Copy out the data below line for line, with no changes, but omit the pictures.

______________________________

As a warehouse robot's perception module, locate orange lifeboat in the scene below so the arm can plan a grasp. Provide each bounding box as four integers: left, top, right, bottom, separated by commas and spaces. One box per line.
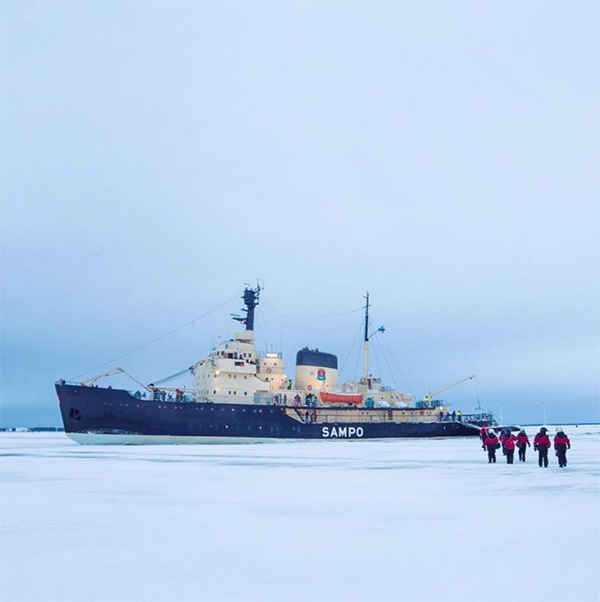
319, 391, 362, 404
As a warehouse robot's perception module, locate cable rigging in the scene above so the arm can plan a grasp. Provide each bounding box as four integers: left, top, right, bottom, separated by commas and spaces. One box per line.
69, 295, 238, 381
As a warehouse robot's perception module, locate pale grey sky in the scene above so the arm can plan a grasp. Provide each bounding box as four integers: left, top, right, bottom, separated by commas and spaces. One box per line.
0, 1, 600, 426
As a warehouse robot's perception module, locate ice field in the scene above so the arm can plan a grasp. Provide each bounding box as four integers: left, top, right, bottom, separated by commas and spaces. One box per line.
0, 426, 600, 602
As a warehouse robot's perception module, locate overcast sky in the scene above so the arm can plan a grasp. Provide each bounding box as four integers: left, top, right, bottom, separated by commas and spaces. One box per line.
0, 1, 600, 426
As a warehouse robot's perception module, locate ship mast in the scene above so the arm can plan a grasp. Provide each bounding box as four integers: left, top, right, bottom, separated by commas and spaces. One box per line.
363, 291, 369, 383
233, 284, 261, 330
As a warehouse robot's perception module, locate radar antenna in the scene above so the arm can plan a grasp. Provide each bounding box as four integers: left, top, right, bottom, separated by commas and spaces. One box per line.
232, 283, 262, 330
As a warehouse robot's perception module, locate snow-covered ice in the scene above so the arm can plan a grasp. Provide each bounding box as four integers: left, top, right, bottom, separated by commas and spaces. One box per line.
0, 426, 600, 602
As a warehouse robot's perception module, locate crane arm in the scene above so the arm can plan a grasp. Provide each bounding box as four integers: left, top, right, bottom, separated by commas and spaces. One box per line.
424, 374, 477, 401
81, 368, 150, 391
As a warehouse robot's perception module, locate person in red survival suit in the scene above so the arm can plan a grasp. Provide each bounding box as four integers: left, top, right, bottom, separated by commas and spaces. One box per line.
533, 426, 550, 468
554, 426, 571, 468
498, 428, 510, 456
517, 429, 531, 462
504, 431, 517, 464
481, 429, 500, 464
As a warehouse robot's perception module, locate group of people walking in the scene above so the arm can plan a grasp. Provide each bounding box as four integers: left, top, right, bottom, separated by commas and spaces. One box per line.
479, 426, 571, 468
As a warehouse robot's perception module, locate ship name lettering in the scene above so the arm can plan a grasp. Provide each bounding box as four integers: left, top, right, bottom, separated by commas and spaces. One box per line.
321, 426, 364, 439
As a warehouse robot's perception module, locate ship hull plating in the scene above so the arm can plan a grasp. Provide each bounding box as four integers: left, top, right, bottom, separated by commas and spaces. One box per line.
56, 383, 478, 444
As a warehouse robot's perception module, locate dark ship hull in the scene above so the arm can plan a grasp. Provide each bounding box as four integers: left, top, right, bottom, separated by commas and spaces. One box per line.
56, 381, 486, 444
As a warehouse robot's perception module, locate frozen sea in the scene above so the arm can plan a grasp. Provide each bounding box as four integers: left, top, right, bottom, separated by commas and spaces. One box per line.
0, 425, 600, 602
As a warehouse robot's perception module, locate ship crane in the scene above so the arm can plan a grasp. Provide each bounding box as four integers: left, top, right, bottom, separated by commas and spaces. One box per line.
423, 374, 477, 401
81, 368, 150, 391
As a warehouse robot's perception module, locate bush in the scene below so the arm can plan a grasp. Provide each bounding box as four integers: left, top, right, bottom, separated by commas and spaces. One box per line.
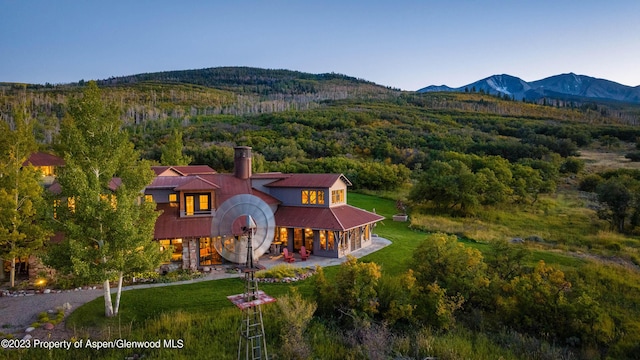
624, 151, 640, 161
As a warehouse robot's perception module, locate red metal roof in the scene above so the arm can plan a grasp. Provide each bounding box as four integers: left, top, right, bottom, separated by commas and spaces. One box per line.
174, 175, 219, 191
172, 165, 216, 175
22, 152, 64, 166
265, 174, 351, 188
151, 165, 216, 176
275, 205, 384, 231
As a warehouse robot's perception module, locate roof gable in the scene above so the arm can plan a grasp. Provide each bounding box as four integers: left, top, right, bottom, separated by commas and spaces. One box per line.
265, 174, 351, 188
174, 176, 220, 191
22, 152, 64, 166
275, 205, 384, 231
151, 165, 216, 176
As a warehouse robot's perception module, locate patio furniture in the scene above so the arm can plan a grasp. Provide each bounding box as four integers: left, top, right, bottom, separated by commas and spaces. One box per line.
282, 248, 296, 263
300, 245, 311, 261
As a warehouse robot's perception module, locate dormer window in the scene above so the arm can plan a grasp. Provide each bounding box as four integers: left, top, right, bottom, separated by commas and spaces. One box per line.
301, 190, 324, 205
331, 189, 344, 204
184, 194, 211, 216
169, 193, 178, 207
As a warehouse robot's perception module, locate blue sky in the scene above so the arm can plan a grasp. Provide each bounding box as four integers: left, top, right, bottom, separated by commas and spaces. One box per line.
0, 0, 640, 90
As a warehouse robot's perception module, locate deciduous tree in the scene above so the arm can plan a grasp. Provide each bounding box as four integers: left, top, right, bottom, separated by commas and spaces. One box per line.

______________________________

#### [Answer to the problem]
As a warehouse robot's perception module, locate orange lifeboat in the scene below so the arm can plan a grasp. Provide each bounding box as four integers: left, top, right, bottom, separated by commas and spaces. One box per line.
319, 391, 362, 404
As a warehouse robot's perception module, locate cable rigging in the scene above so the arm can plan a grasp. Provide each bounding box as four integers: left, top, right, bottom, separated by commas and spaces. One box per line.
69, 295, 238, 381
As a warehouse robot's perception module, locate pale grey sky in the scene above so the arm can plan a grasp. Provide each bounding box as four integers: left, top, right, bottom, separated by commas and spaces. One box per line.
0, 1, 600, 426
As a warehouse robot's perception module, locate ice field in the scene above so the arm can plan a grasp. Provide each bounding box as four integers: left, top, right, bottom, separated by commas and spaces. One box per line.
0, 426, 600, 602
As a warehouse robot's perception module, locate overcast sky in the scene above so the arm can plan a grasp. Provide each bounding box as four integers: left, top, right, bottom, separated by commas and spaces. One box per line.
0, 1, 600, 426
As a warehouse robot's perception module, locate ship mast in the scene above so the arm can plan a grasp. Provide each bounding box as four integers: left, top, right, bottom, separated by commas and spaces. One box per line.
363, 291, 369, 383
233, 284, 261, 330
As a warehouse robot's perception module, locate radar antenna in the scene above so the arm can plan a grasp. Provide each bounding box as four integers: left, top, right, bottom, separated by commas and spaces. One box per line.
232, 283, 262, 330
As a warehouse robot's perception module, locate snow-covered ice in the scene above so the arm can plan a grasp. Provide each bounding box as four integers: left, top, right, bottom, separated by commas and spaces. One box per line.
0, 426, 600, 602
As a warehouse robot's perception module, locate crane arm in the scene above so the arm can plan a grasp. Provide each bounding box as four integers: left, top, right, bottom, separated by commas and spaces. One box per line.
424, 374, 477, 401
81, 368, 150, 391
As a warehouse robot's perception module, locate person in red survival suit in the scene above so the arm can plan a grasp. Provide each bounding box as four integers: left, top, right, bottom, separated by commas and spaces. One box per line.
533, 426, 550, 468
554, 426, 571, 468
498, 428, 510, 456
517, 429, 531, 462
504, 431, 517, 464
481, 429, 500, 464
As a warehouse robot's perception module, locate group of people walking in the scene above so the arm can plan a grasp. Provide each bounding box as four integers: left, top, right, bottom, separated by commas and spaces. One box per line.
479, 426, 571, 468
As a warehouse robot's perception module, locate ship name lettering in the scene above so the arm can plan a grasp. Provide each bounding box as four integers: left, top, right, bottom, separated by commas and spaces. One box per line.
321, 426, 364, 439
As a warehouse robot's perception module, locate ship hull plating in the scene above so the arm can plan a grasp. Provide each bounding box as four integers: left, top, right, bottom, separated by commas and spaces. One box per line.
56, 383, 478, 444
As a warehouse robot's perception module, locate dark ship hull in the scene above so the arm can plan a grasp. Provide each bounding box as four integers: left, top, right, bottom, separated by commas and spaces. One box per line.
56, 381, 486, 444
As a warehouse robot's perception module, locate frozen sea in the scene above so the arm can plan a grasp. Provide each bounding box as four integers: left, top, right, bottom, separated by commas and spaces. One box per line.
0, 425, 600, 602
As a warehouse robot's perception module, locate ship crane in the scene above so the arm can plan a grasp. Provide each bounding box as four integers: left, top, right, bottom, separated by commas and spaces. One box per line.
423, 374, 477, 401
81, 368, 150, 391
As a warehouse robot's perception module, locate bush in the scene below so the arm can plan a grasp. Provide each bounding box as four integers: left, top, right, bottom, separated by commas and spaces. One box per line.
624, 151, 640, 161
As a warehouse robot's perception module, locate red metal roof in the scene above so the arm can plan a grasp. Provide each bounding box as four integers: left, top, right, bottom, separated by commas and spaces. One box per line.
174, 175, 219, 191
172, 165, 216, 175
22, 152, 64, 166
265, 174, 351, 188
151, 165, 216, 176
275, 205, 384, 231
As a warehouse robot's perception module, locate roof gable in the scene above so the arm can plan a grasp. Provide each bounding box as four integers: left, top, right, bottom, separated by commas and spaces. One box per line.
265, 174, 351, 188
174, 176, 220, 191
22, 152, 64, 166
275, 205, 384, 231
151, 165, 216, 176
As a warehouse robot's perception module, locate patio furniture in the scene above so the arm can plan a grasp. Provide each bounding box as four integers: left, top, right, bottom, separated by commas and spaces. One box per line.
282, 248, 296, 263
300, 245, 311, 261
As a warehouse robot's perception module, locate dormer window in the scene above so the arm can plan a grasp. Provide each bounding box as four integers: left, top, right, bottom, separated by commas and spaces. One box per line.
301, 190, 324, 205
331, 189, 344, 204
184, 194, 211, 216
169, 193, 178, 207
As a warehouse robot's perception module, locate blue sky in the scene above so the arm can plan a grasp. Provide each bounding box as four integers: left, top, right, bottom, separated by commas and spaces. One box per line.
0, 0, 640, 90
As a warehouse robot's perception module, locate deciduous tree in the scene above so the arm can plan a grasp. Provide each bounding box as four integers: left, top, right, bottom, separated by commas and spaces. One box per line.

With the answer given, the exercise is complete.